> [What this task involves]: In the records below, rewrite the lines starting with the line that contains "Is there any white painted" and going on through the line that contains "[158,1,508,153]", replacing "balcony ceiling" with "porch ceiling" and changing nothing else. Leave the pictures out of your answer.
— Start Data in this exercise —
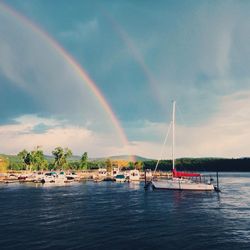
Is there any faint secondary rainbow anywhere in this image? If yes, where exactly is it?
[102,9,166,106]
[0,2,135,161]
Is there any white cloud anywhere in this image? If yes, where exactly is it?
[0,115,127,157]
[59,19,99,43]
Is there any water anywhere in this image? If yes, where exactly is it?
[0,173,250,250]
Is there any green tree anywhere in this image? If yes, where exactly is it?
[18,147,48,171]
[52,147,72,169]
[17,149,29,170]
[0,156,10,172]
[128,161,135,170]
[80,152,88,169]
[106,159,112,172]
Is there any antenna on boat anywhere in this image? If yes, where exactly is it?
[172,100,176,170]
[214,170,221,193]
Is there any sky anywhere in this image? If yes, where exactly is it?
[0,0,250,158]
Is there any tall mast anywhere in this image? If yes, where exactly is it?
[172,101,175,170]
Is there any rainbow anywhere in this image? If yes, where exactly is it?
[0,2,134,161]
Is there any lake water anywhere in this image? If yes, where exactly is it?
[0,173,250,250]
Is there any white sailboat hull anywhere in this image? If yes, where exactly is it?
[152,179,214,191]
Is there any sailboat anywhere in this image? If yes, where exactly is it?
[151,101,215,191]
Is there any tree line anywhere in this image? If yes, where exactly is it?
[8,147,91,171]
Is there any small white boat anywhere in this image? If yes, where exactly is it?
[151,101,215,191]
[128,169,140,181]
[41,172,67,184]
[115,174,126,182]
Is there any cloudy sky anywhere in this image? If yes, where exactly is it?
[0,0,250,158]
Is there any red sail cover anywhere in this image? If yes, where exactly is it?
[173,169,201,177]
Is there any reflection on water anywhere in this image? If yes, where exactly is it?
[0,173,250,249]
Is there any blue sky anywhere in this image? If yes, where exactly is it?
[0,0,250,157]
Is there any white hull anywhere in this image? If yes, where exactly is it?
[152,179,214,191]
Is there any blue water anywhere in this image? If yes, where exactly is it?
[0,173,250,250]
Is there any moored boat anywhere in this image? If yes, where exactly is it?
[151,101,215,191]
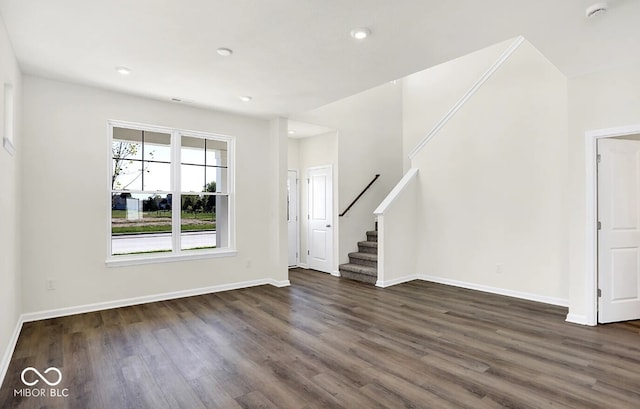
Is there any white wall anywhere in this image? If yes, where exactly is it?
[402,40,513,171]
[290,132,338,270]
[0,15,23,382]
[287,138,301,172]
[568,65,640,320]
[404,42,569,304]
[295,83,402,263]
[19,76,287,312]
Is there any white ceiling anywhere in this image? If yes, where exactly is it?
[0,0,640,118]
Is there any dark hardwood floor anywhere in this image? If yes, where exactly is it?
[0,270,640,409]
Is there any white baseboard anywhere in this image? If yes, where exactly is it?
[566,313,598,327]
[417,274,569,307]
[0,316,24,385]
[376,274,418,288]
[21,278,290,322]
[267,279,291,288]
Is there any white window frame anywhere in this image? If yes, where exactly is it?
[105,120,237,267]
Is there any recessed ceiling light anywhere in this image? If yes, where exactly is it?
[116,67,131,75]
[216,47,233,57]
[351,27,371,40]
[584,1,609,17]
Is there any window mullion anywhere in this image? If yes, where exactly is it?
[171,131,182,253]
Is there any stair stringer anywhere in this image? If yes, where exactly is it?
[374,168,419,287]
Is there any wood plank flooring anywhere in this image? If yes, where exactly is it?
[0,270,640,409]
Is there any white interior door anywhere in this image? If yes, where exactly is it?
[307,166,333,273]
[287,170,299,267]
[598,138,640,323]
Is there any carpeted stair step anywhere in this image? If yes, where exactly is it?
[339,263,378,284]
[349,252,378,268]
[358,241,378,254]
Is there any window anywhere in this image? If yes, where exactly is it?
[109,121,234,264]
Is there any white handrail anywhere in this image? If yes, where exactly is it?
[409,36,524,159]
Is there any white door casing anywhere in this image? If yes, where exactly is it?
[287,170,299,267]
[307,166,333,273]
[597,138,640,323]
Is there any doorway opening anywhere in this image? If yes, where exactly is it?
[585,125,640,325]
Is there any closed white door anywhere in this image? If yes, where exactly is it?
[598,138,640,323]
[307,166,333,273]
[287,170,299,267]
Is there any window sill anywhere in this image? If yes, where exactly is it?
[105,249,238,267]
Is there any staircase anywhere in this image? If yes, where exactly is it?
[338,231,378,284]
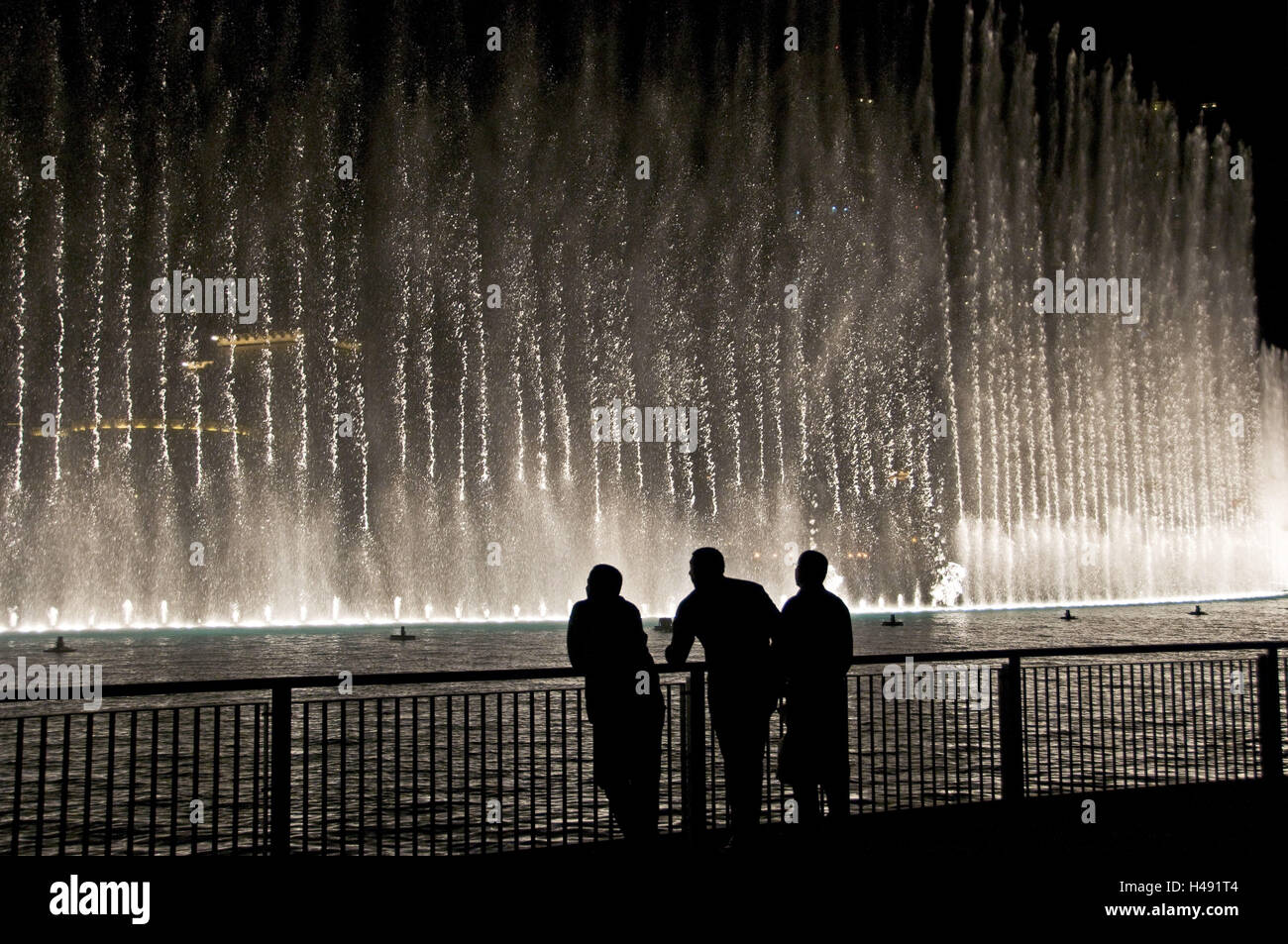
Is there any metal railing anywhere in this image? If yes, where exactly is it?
[0,641,1288,855]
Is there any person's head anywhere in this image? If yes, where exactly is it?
[690,548,724,587]
[587,564,622,600]
[796,551,827,589]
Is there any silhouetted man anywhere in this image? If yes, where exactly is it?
[666,548,778,844]
[568,564,665,840]
[774,551,854,823]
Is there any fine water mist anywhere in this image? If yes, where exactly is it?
[0,4,1288,626]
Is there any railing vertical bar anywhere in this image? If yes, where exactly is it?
[559,689,568,846]
[394,695,403,855]
[1256,647,1284,782]
[149,708,161,855]
[480,694,486,853]
[36,715,49,855]
[103,711,116,855]
[188,707,200,855]
[250,702,262,854]
[411,695,420,855]
[336,698,349,855]
[357,698,370,855]
[542,689,554,846]
[266,685,291,855]
[58,715,72,855]
[376,698,385,855]
[447,694,456,855]
[496,691,499,853]
[429,694,438,855]
[9,715,25,855]
[210,704,224,853]
[170,708,179,855]
[232,704,242,855]
[461,691,474,855]
[510,691,523,849]
[300,700,310,855]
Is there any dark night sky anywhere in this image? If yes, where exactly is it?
[999,0,1288,347]
[10,0,1288,347]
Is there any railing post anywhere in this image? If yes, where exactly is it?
[997,654,1024,799]
[269,685,291,855]
[1257,647,1284,781]
[684,667,707,837]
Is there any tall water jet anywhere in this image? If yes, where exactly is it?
[0,4,1288,626]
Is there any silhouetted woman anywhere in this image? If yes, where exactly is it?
[568,564,665,840]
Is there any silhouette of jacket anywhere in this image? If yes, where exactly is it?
[774,586,854,786]
[568,596,662,725]
[568,596,665,838]
[666,577,778,833]
[666,577,780,712]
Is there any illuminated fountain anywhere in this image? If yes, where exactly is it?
[0,10,1288,628]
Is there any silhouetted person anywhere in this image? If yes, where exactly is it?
[568,564,665,841]
[774,551,854,823]
[666,548,778,844]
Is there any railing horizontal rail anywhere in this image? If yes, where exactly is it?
[62,640,1288,698]
[0,640,1288,855]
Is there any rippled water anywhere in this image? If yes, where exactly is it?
[0,597,1288,683]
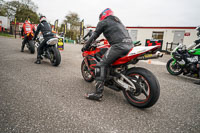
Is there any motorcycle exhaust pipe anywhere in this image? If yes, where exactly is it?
[137,51,163,60]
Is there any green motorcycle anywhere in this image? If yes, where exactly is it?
[166,44,200,78]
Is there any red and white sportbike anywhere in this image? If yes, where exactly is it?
[81,42,163,108]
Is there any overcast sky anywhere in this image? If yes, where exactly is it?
[5,0,200,26]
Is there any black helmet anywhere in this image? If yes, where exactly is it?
[40,16,47,23]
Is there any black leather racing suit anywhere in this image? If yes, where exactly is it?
[85,16,133,94]
[34,21,54,59]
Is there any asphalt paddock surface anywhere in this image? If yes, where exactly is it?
[0,37,200,133]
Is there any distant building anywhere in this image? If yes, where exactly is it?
[0,16,10,29]
[84,26,197,50]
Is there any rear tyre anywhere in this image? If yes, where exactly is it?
[29,40,35,54]
[166,58,183,76]
[123,67,160,108]
[81,60,94,82]
[50,47,61,66]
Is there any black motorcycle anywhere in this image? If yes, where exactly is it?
[35,36,61,66]
[166,44,200,78]
[22,32,35,54]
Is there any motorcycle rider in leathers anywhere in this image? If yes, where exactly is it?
[194,26,200,85]
[33,16,54,64]
[82,8,133,100]
[83,29,93,40]
[21,20,35,52]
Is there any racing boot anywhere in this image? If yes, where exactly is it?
[86,81,104,101]
[35,56,41,64]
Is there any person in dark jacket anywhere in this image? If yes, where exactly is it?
[21,20,35,52]
[33,16,54,64]
[82,8,133,100]
[83,29,93,40]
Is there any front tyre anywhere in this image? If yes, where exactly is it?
[28,40,35,54]
[49,47,61,66]
[166,58,183,76]
[123,67,160,108]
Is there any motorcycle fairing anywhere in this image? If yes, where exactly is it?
[112,46,160,66]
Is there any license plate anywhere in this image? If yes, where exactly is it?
[144,54,152,58]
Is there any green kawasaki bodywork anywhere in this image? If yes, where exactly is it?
[188,48,200,55]
[171,48,200,65]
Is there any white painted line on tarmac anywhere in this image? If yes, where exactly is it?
[141,60,166,66]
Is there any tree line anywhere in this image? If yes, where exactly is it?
[0,0,81,40]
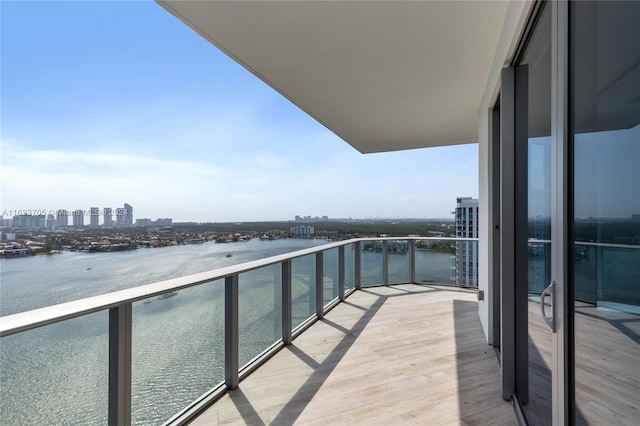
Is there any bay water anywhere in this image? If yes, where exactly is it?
[0,239,451,425]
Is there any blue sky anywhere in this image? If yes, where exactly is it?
[0,0,478,222]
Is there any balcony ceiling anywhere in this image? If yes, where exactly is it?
[158,1,508,153]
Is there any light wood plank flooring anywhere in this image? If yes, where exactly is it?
[192,285,517,425]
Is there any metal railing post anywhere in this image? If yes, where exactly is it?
[409,240,416,284]
[353,241,362,290]
[338,246,345,302]
[224,274,239,389]
[316,251,324,319]
[108,302,132,426]
[281,260,292,345]
[382,240,389,285]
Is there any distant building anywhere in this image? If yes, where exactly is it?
[41,213,58,229]
[56,210,69,228]
[13,214,46,229]
[71,210,84,228]
[289,226,315,238]
[89,207,100,228]
[453,197,479,287]
[136,218,152,226]
[124,203,133,226]
[102,207,113,226]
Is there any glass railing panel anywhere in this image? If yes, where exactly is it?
[291,254,316,328]
[0,311,109,425]
[528,241,551,294]
[131,280,224,425]
[322,247,338,306]
[387,240,411,284]
[238,263,282,366]
[344,243,356,291]
[415,240,458,284]
[360,240,384,287]
[574,242,640,306]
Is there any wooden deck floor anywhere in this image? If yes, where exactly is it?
[191,285,517,425]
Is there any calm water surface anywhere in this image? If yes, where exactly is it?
[0,239,451,425]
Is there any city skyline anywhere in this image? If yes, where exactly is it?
[0,2,478,223]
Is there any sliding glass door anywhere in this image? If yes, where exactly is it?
[569,1,640,424]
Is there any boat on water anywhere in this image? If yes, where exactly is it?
[158,291,178,299]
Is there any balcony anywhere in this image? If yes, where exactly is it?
[0,238,513,425]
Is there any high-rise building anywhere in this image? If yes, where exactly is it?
[72,210,84,228]
[89,207,100,228]
[124,203,133,226]
[102,207,113,226]
[56,210,69,228]
[452,197,479,287]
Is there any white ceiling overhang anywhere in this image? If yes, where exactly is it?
[158,0,508,153]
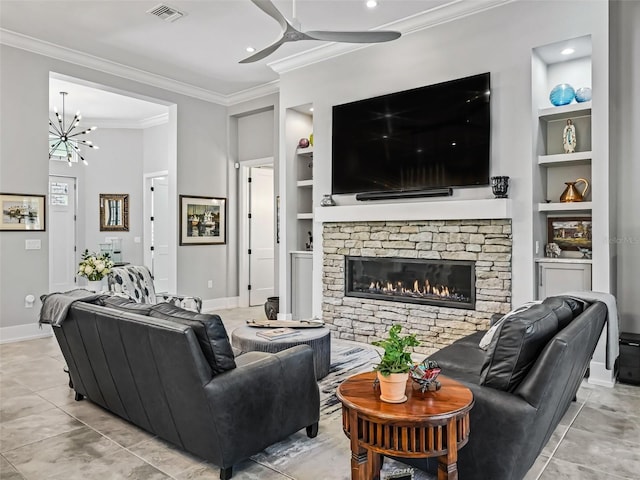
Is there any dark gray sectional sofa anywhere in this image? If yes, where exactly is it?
[45,297,320,480]
[399,297,607,480]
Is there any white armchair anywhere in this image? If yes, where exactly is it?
[107,265,202,313]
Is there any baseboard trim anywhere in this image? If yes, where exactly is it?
[202,297,240,312]
[0,323,53,344]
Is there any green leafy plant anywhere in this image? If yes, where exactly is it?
[371,325,420,377]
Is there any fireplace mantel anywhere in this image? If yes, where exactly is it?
[314,198,511,223]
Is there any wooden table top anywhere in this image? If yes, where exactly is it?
[336,372,473,422]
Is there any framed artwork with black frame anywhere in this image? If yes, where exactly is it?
[180,195,227,245]
[547,217,592,251]
[0,193,47,232]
— End Data in this exercise —
> [Reply to the task]:
Is there any white painted line on tarmac anywhere in this image? If yes, where exactly is it?
[141,60,166,66]
Is there any tree line anywhere in this image? If yes, where exactly is it?
[0,0,81,40]
Is there any bay water anywhere in this image? If yes, where exactly is it?
[0,239,451,425]
Is there any blue sky anywhere in this image? If yes, where exactly is it?
[0,0,478,222]
Is there any porch ceiling anywhere in this image? If yes, where exactly is it?
[158,1,508,153]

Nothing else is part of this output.